### THE TASKS:
**1)** The excerpt quotes a Bible verse. List each thing that this verse says the LORD requires.
**2)** Repeat the excerpt word for word, between "Is a Christian" and "with your God?", inclusive.

### PAGE:
★ ★ ★ ★ ★ ★ ★
Toby was a slave whose "owner" committed to a mission in Africa in the early 1840s. When his submission went before the mission board in Boston, the principals were not amenable to his having Toby along in that circumstance. Hence, in a huff, slave-owning Baptists, who accommodated themselves with a perception of sanction for bonded service (to put a fine point on it) in Scripture, reconvened in satisfaction of their misperception, for, if salvation is of the Jews, then He who brought His people out of slavery is Lord, no?

Which brings us to a crux!

Is a Christian but a Jew liberated from all these misguided authorities? As a Baptist, I'd volunteer that there's something to that; must one become a God-fearing, convicted Jew before "becoming"
a Christian? I think so.

Well, I look forward to finishing the book mentioned. Off the top of my head I'd say, in a historical sense, that it was so-called Greco-Romanism which perverted Christianity with its neurotic conflicts and violent disputations - which led to dhimmis being enslaved in dreadful fear of manic ghazis. Sound familiar?

He has told you, O man, what is good;
And what does the LORD require of you
but to do justice, to love kindness,
And to walk humbly with your God?

Micah 6:8

Thursday, March 5, 2009

Before Aardvark

Finished The Lunar Men several weeks ago. It was related how many of the things we take for granted, even as I sit here and tap an electronic keyboard and think of Dr. Franklin and his kite, were just beginning to be understood. That's always an intellectual challenge, to understand how things are, and what exactly they are in a premise along with, "How goes it, compadre?" A contact switch sends a binary pulse of electrons to relay in the processor, etc., but the sum of the parts and persons, all powered up, tends toward a will to more power, doesn't it? That's how I'd reduce the striving, and, well, I'd rather not.
★ ★ ★ ★ ★ ★ ★
### RECORD EXTRACTS:

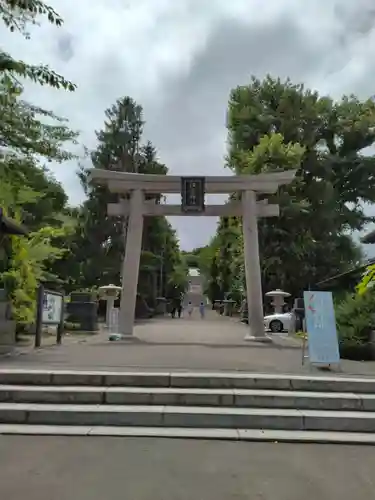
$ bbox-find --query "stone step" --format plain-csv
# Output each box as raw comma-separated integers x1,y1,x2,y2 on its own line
0,368,375,394
0,385,375,411
0,403,375,433
0,424,375,445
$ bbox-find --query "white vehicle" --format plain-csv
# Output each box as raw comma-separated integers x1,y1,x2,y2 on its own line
264,313,292,333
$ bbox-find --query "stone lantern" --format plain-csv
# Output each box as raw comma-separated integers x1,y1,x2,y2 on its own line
99,285,121,328
265,288,290,314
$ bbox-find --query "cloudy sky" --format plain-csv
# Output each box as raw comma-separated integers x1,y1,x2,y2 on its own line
0,0,375,248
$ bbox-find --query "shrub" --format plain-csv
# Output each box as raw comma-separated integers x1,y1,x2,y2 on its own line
336,288,375,346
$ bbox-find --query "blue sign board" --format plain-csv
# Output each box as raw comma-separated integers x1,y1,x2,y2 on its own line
303,291,340,365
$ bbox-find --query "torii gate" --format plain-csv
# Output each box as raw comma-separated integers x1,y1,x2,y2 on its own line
90,169,296,342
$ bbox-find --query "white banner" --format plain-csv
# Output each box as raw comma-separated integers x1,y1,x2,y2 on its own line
42,291,64,325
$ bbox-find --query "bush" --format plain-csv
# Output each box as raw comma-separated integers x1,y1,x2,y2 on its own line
336,288,375,359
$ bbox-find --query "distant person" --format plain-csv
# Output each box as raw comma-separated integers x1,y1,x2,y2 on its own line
171,296,182,318
199,301,206,319
187,300,194,318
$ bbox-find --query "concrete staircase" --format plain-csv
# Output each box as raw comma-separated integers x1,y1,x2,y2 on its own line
0,369,375,444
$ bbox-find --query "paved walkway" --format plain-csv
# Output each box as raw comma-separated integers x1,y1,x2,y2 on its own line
0,310,375,375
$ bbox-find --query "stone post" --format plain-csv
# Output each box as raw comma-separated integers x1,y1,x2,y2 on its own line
242,191,270,342
119,189,144,336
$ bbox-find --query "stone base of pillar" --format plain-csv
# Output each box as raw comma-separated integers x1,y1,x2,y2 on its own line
244,335,273,344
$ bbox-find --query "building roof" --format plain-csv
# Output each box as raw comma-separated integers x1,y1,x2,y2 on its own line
0,207,29,236
315,259,375,290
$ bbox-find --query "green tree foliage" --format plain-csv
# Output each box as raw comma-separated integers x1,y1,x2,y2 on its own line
203,77,375,296
0,0,77,326
0,0,75,91
74,97,184,298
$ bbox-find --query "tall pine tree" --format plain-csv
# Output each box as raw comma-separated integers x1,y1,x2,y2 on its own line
75,97,184,301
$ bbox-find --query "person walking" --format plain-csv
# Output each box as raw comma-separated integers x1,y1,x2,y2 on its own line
199,300,206,319
187,300,194,318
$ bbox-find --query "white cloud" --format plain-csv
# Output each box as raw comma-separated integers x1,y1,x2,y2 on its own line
0,0,375,247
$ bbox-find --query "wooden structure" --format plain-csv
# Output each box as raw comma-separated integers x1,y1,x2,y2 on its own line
91,169,296,341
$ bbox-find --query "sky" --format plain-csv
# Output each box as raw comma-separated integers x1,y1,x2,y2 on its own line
0,0,375,249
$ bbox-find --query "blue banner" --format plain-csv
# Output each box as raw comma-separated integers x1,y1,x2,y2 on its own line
303,291,340,365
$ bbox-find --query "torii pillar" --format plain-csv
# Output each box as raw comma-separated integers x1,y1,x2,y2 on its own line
119,189,144,336
242,191,270,342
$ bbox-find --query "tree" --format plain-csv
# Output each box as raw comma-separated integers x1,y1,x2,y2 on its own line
75,97,184,301
206,77,375,296
0,0,76,91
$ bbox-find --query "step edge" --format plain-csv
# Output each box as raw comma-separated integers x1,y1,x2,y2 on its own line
0,424,375,445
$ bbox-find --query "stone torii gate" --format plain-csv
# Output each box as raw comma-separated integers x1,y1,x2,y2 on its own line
90,169,296,342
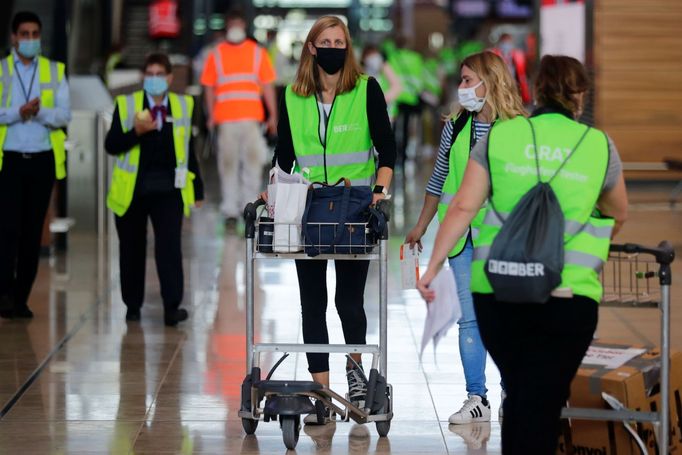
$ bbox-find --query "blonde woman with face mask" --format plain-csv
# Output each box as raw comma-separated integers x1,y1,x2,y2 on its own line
263,16,395,425
405,52,526,425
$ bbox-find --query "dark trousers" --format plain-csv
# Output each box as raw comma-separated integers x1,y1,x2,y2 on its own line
116,191,184,311
296,260,369,373
474,294,598,455
0,151,55,306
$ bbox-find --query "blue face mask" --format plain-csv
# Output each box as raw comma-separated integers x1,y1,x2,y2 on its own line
17,39,40,58
144,76,168,96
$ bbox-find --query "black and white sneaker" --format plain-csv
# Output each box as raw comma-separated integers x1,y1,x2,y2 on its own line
448,395,490,425
346,365,367,409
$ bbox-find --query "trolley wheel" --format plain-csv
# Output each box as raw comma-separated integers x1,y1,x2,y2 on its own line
242,417,258,434
279,415,301,450
374,420,391,438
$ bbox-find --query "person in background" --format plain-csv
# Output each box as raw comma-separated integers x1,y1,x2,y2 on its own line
201,10,277,229
104,54,204,326
417,55,627,455
0,11,71,318
385,36,424,168
492,33,532,104
261,16,395,424
360,44,402,121
405,52,526,425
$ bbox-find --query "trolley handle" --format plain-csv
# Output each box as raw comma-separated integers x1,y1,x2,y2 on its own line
611,240,675,265
244,198,265,239
375,199,391,240
610,240,675,286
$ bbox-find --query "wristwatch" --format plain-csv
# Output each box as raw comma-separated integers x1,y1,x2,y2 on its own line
372,185,388,196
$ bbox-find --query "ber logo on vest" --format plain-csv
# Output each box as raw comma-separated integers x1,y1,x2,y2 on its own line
488,259,545,276
333,123,360,133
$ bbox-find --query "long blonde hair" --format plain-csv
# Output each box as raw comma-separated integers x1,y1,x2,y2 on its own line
291,16,361,96
450,51,528,120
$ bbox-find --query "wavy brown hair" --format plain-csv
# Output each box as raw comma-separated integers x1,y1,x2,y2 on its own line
535,55,590,113
291,16,361,96
451,51,528,120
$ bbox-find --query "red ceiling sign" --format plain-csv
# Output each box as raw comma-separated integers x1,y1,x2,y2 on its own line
149,0,180,38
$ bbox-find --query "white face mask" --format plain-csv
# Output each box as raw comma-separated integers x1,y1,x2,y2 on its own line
365,54,384,76
225,27,246,43
457,81,485,112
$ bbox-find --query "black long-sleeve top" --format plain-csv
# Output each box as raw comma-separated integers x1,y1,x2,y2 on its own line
272,77,396,172
104,93,204,201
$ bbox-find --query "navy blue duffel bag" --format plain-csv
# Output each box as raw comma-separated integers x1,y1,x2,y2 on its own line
301,179,385,257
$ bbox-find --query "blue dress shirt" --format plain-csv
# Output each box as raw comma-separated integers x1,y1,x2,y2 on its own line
0,49,71,153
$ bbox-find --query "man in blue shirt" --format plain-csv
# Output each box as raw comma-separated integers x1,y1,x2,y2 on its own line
0,12,71,318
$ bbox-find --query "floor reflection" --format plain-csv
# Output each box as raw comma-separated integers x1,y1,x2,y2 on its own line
0,171,682,455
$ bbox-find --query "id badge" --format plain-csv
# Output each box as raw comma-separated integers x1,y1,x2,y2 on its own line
175,167,187,189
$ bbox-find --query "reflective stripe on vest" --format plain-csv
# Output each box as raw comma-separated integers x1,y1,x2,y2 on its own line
483,210,613,239
213,45,262,101
0,54,66,180
107,90,195,216
285,76,376,185
474,245,604,272
471,114,614,302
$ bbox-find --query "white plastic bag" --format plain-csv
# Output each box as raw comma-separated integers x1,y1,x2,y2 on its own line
268,166,309,253
400,243,419,289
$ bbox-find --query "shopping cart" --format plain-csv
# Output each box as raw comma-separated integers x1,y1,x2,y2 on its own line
239,199,393,449
561,241,675,455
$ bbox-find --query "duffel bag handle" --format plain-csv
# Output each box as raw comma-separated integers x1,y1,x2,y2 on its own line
308,177,350,188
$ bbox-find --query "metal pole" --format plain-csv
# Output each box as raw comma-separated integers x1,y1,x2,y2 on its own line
95,114,107,292
246,237,255,374
379,239,388,378
658,285,670,453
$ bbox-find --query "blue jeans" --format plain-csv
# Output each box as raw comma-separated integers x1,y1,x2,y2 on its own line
449,239,488,398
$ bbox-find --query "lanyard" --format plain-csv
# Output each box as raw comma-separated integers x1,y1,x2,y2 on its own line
14,62,38,103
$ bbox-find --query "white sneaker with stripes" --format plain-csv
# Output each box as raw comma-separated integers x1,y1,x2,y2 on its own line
448,395,490,425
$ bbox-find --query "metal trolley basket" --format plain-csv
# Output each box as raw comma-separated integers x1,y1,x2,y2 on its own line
239,200,393,449
561,242,675,455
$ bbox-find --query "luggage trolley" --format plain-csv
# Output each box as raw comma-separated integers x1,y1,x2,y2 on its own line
239,199,393,449
561,241,675,455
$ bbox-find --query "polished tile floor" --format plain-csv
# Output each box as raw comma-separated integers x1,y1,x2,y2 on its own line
0,166,682,454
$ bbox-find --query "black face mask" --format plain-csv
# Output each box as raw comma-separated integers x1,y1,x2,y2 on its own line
315,47,348,74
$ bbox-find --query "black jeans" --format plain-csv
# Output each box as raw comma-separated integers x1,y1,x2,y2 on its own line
116,190,184,311
474,294,598,455
0,151,55,306
296,260,369,373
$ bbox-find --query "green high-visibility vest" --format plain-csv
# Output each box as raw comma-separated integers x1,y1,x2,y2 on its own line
107,90,195,216
0,54,66,180
438,115,485,257
285,76,376,185
471,113,614,302
388,49,424,106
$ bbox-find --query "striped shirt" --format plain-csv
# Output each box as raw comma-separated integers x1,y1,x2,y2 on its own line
426,120,491,197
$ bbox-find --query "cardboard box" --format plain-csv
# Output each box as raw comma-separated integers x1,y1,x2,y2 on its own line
558,340,682,455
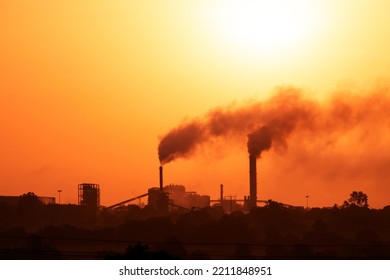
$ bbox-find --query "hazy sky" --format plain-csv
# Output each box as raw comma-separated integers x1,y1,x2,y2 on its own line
0,0,390,207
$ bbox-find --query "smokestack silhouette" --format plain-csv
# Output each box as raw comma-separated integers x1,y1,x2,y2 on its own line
249,154,257,208
159,165,163,191
220,184,223,205
158,85,390,207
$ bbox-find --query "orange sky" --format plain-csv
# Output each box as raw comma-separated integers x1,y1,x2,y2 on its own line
0,0,390,207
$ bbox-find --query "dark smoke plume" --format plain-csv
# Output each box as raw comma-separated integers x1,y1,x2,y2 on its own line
158,85,390,164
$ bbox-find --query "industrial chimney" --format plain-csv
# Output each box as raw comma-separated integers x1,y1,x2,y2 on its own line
220,184,223,205
249,154,257,208
159,165,163,191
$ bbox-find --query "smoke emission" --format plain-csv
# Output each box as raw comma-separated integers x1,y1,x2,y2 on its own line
158,88,315,164
158,85,390,164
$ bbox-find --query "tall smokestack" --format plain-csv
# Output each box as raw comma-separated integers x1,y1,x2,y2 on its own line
249,154,257,208
221,184,223,205
159,165,163,191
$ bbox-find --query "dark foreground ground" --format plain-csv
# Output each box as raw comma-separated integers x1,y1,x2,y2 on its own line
0,198,390,260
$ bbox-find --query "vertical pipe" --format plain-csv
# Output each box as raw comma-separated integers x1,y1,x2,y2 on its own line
221,184,223,205
159,165,163,191
249,155,257,208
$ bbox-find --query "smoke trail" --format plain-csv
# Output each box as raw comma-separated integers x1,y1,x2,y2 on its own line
158,85,390,164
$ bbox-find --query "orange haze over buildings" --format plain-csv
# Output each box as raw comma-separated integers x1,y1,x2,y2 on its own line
0,0,390,208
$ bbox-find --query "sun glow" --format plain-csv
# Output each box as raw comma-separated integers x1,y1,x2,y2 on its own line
209,0,321,55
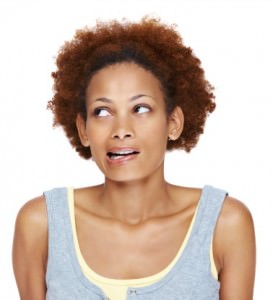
★ ★ ★ ★ ★ ★ ★
### TASK-BY-TASK SOLUTIONS:
**1)**
- To do justice
- To love kindness
- To walk humbly with your God

**2)**
Is a Christian but a Jew liberated from all these misguided authorities? As a Baptist, I'd volunteer that there's something to that; must one become a God-fearing, convicted Jew before "becoming"
a Christian? I think so.

Well, I look forward to finishing the book mentioned. Off the top of my head I'd say, in a historical sense, that it was so-called Greco-Romanism which perverted Christianity with its neurotic conflicts and violent disputations - which led to dhimmis being enslaved in dreadful fear of manic ghazis. Sound familiar?

He has told you, O man, what is good;
And what does the LORD require of you
but to do justice, to love kindness,
And to walk humbly with your God?